PROBLEM STATEMENT:
Lines from the one containing "hey! real quick, spot the suv" through the last line of the records below are to be repeated exactly.

=== DATA PROVIDED ===

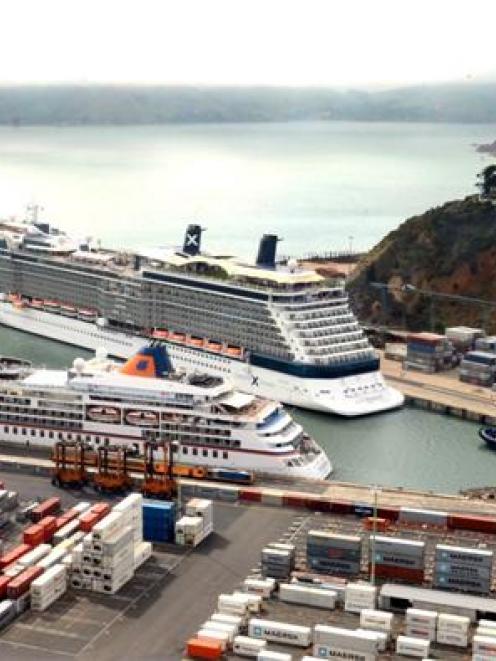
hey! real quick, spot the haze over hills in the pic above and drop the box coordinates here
[1,82,496,125]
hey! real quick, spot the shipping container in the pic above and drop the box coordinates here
[355,629,387,653]
[314,624,380,654]
[370,536,425,557]
[186,637,223,660]
[406,608,437,628]
[279,583,337,609]
[248,618,312,647]
[0,600,15,629]
[473,634,496,656]
[404,624,436,641]
[0,577,10,599]
[23,524,44,546]
[0,544,31,569]
[395,635,430,657]
[218,593,250,616]
[18,544,51,568]
[142,500,176,543]
[30,497,60,522]
[38,516,57,542]
[201,620,237,644]
[7,565,43,599]
[399,507,448,527]
[257,652,292,661]
[197,629,229,652]
[210,613,243,631]
[435,629,468,647]
[435,544,493,567]
[233,635,267,657]
[447,514,496,534]
[243,578,275,598]
[359,609,393,632]
[370,564,424,583]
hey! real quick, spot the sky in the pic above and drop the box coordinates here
[1,0,495,87]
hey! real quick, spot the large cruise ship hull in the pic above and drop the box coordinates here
[0,303,403,416]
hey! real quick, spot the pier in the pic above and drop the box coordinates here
[381,352,496,424]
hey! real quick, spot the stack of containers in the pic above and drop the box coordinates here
[405,608,437,641]
[313,625,379,660]
[176,499,213,546]
[79,502,111,533]
[405,332,454,373]
[446,326,484,352]
[30,564,66,611]
[113,494,151,570]
[17,544,52,568]
[306,531,361,575]
[142,500,176,543]
[433,544,493,594]
[459,351,496,387]
[243,577,276,598]
[344,583,377,613]
[279,583,337,609]
[436,613,470,647]
[261,546,295,580]
[217,593,251,618]
[7,566,43,612]
[369,535,425,583]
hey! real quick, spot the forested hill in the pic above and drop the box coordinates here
[1,82,496,125]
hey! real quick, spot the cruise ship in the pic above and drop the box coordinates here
[0,344,331,479]
[0,210,403,416]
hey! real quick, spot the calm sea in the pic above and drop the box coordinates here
[0,120,494,493]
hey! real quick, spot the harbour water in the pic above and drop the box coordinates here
[0,326,488,496]
[0,121,495,256]
[0,120,494,494]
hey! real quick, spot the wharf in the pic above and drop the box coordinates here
[381,352,496,424]
[1,444,496,518]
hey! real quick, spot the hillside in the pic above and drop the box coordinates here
[1,82,496,125]
[348,196,496,333]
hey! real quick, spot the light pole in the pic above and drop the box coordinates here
[370,485,380,586]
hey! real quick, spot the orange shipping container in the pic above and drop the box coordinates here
[38,516,57,542]
[7,566,43,599]
[0,576,10,598]
[91,503,111,516]
[0,544,32,569]
[23,525,44,547]
[30,497,61,522]
[186,638,222,660]
[363,517,389,532]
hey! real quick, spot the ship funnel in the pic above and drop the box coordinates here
[182,224,204,256]
[256,234,280,269]
[120,344,172,379]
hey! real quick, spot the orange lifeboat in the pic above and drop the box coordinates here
[78,308,97,321]
[169,332,186,343]
[87,406,120,423]
[152,328,169,340]
[188,336,204,347]
[226,345,243,358]
[125,410,159,426]
[207,341,222,352]
[60,305,77,317]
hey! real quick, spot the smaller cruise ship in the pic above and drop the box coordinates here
[0,345,332,480]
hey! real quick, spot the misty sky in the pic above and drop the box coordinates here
[1,0,495,87]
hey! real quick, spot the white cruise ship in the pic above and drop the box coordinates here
[0,211,403,416]
[0,345,331,479]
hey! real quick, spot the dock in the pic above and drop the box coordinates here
[381,352,496,424]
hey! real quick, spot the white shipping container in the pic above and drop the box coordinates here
[356,629,387,652]
[438,613,470,633]
[477,628,496,639]
[313,625,380,654]
[312,644,377,660]
[37,547,67,570]
[249,618,312,647]
[436,629,468,647]
[92,512,124,541]
[18,544,52,567]
[257,652,292,661]
[473,635,496,656]
[479,620,496,630]
[218,594,250,616]
[201,620,237,643]
[359,609,393,632]
[211,612,243,631]
[72,501,91,515]
[197,629,229,651]
[53,519,81,544]
[396,635,430,657]
[405,625,436,641]
[472,654,496,661]
[233,591,262,613]
[243,578,275,598]
[133,541,152,569]
[399,507,448,526]
[279,583,337,609]
[233,635,267,657]
[406,608,438,628]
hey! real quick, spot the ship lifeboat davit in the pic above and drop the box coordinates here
[87,406,120,423]
[125,410,159,426]
[169,331,186,343]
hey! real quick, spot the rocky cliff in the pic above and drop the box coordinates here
[348,196,496,332]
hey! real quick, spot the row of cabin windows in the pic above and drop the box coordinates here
[3,426,110,444]
[182,446,228,460]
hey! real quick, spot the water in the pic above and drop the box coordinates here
[0,324,487,495]
[0,120,493,494]
[0,122,494,256]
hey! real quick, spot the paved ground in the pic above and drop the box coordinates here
[0,471,299,661]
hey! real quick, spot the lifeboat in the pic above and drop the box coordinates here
[169,332,186,343]
[60,305,77,317]
[87,406,120,423]
[44,300,60,312]
[31,298,43,309]
[151,328,169,340]
[125,410,159,426]
[207,340,222,352]
[226,345,243,358]
[78,308,97,321]
[189,336,204,347]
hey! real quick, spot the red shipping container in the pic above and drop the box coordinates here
[30,497,61,522]
[7,566,43,599]
[38,516,57,542]
[186,638,222,660]
[378,506,400,521]
[448,513,496,534]
[0,575,10,599]
[283,494,306,508]
[330,500,354,514]
[370,563,424,583]
[91,502,111,516]
[239,489,262,503]
[23,524,44,546]
[79,511,100,533]
[0,544,31,569]
[306,498,332,513]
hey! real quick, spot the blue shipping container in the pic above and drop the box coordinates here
[142,501,176,543]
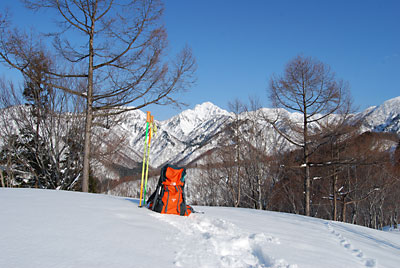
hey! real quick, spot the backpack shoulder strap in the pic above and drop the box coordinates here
[146,174,163,207]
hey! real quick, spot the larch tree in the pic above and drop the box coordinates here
[0,0,196,192]
[268,55,351,216]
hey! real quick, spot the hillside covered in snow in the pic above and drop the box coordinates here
[1,188,400,268]
[106,96,400,176]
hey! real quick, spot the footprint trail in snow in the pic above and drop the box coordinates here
[325,222,377,267]
[151,213,297,268]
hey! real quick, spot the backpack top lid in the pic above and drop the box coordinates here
[163,165,185,186]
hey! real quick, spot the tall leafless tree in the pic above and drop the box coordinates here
[268,55,351,216]
[227,99,246,207]
[0,0,196,192]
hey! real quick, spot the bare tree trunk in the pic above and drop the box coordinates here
[333,172,338,221]
[236,153,241,207]
[303,97,311,216]
[0,170,4,188]
[342,199,347,223]
[82,106,93,192]
[332,146,339,221]
[304,163,311,216]
[378,197,384,230]
[236,126,241,208]
[7,152,13,187]
[82,13,95,193]
[257,174,263,209]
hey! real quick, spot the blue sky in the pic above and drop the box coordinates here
[1,0,399,120]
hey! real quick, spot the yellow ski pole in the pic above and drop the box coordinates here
[143,115,156,205]
[139,111,151,207]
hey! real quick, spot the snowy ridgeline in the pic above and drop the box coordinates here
[1,188,400,268]
[99,97,400,181]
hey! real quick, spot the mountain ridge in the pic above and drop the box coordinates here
[99,96,400,181]
[2,96,399,181]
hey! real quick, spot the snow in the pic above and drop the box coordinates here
[162,102,232,138]
[359,96,400,133]
[1,188,400,268]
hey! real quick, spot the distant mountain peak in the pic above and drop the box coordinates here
[378,96,400,113]
[168,102,230,123]
[359,96,400,132]
[191,101,231,118]
[159,102,231,140]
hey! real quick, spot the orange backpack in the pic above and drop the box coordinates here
[147,164,193,216]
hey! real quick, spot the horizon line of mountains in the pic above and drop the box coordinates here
[100,96,400,181]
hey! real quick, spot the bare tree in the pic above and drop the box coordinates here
[198,98,275,210]
[338,132,398,225]
[0,166,5,187]
[0,0,196,192]
[235,98,275,210]
[268,55,351,216]
[226,99,246,207]
[195,154,231,207]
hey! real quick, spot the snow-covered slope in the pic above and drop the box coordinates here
[358,96,400,133]
[162,102,232,139]
[150,97,400,167]
[107,102,297,171]
[115,102,233,168]
[1,188,399,268]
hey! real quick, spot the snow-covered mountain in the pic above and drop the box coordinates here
[357,96,400,133]
[162,101,232,139]
[105,96,400,179]
[1,188,399,268]
[109,103,303,172]
[2,96,399,182]
[109,102,234,170]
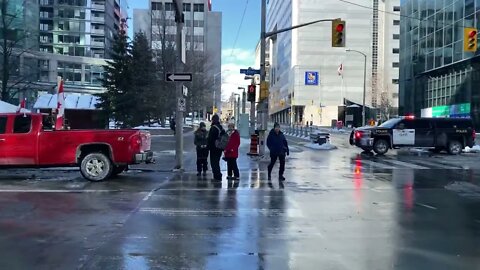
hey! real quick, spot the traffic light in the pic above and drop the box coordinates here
[247,85,256,102]
[332,19,346,47]
[464,28,478,52]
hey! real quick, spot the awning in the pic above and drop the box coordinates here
[0,100,30,113]
[33,93,100,110]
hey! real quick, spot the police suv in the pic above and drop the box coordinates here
[349,117,476,155]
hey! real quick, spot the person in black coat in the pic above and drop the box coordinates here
[267,122,289,181]
[208,114,224,181]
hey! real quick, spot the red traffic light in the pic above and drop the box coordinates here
[469,30,477,38]
[336,23,344,32]
[248,85,255,93]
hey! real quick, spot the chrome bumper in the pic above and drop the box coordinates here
[134,151,154,164]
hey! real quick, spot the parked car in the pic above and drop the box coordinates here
[349,117,475,155]
[0,113,153,181]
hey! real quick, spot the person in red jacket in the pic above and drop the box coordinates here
[224,122,241,180]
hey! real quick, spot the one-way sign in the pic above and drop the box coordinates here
[166,73,193,82]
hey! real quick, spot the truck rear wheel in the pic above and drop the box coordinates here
[373,139,389,155]
[447,140,463,155]
[80,153,113,182]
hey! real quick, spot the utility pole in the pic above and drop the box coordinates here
[258,0,267,156]
[174,0,184,170]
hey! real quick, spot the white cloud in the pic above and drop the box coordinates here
[222,48,256,66]
[218,48,258,102]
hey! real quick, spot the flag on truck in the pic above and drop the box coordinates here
[16,98,26,113]
[55,76,65,130]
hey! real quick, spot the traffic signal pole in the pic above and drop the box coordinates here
[174,0,184,170]
[258,0,340,155]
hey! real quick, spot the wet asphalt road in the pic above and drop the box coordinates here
[0,130,480,269]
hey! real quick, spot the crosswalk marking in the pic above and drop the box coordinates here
[359,159,396,169]
[407,159,461,169]
[380,159,429,169]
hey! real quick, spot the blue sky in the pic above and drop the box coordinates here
[127,0,261,99]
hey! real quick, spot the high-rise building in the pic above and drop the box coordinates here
[399,0,480,126]
[264,0,400,126]
[1,0,128,104]
[134,0,221,114]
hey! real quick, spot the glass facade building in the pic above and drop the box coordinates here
[400,0,480,126]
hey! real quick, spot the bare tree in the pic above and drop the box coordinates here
[0,0,38,102]
[372,70,394,121]
[150,8,215,122]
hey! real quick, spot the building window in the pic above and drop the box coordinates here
[393,34,400,40]
[193,20,204,27]
[164,3,174,11]
[393,20,400,26]
[392,79,399,84]
[393,48,400,54]
[194,4,204,12]
[152,2,162,10]
[392,62,399,68]
[183,3,191,11]
[393,6,400,12]
[40,23,49,31]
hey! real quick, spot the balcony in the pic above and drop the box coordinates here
[91,4,105,11]
[91,41,104,47]
[91,29,105,35]
[91,16,105,23]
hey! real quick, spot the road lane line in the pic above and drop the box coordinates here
[409,159,460,169]
[359,159,396,169]
[381,159,429,169]
[416,203,437,210]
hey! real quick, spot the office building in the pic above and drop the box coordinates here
[399,0,480,126]
[265,0,400,126]
[1,0,128,105]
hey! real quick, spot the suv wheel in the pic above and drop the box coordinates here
[447,140,463,155]
[373,139,389,155]
[80,153,113,182]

===

RESPONSE TO THIS TASK:
hey! real quick, spot the suv wheel in the pic above and drop the box coordinates here
[447,140,463,155]
[373,139,389,155]
[80,153,113,182]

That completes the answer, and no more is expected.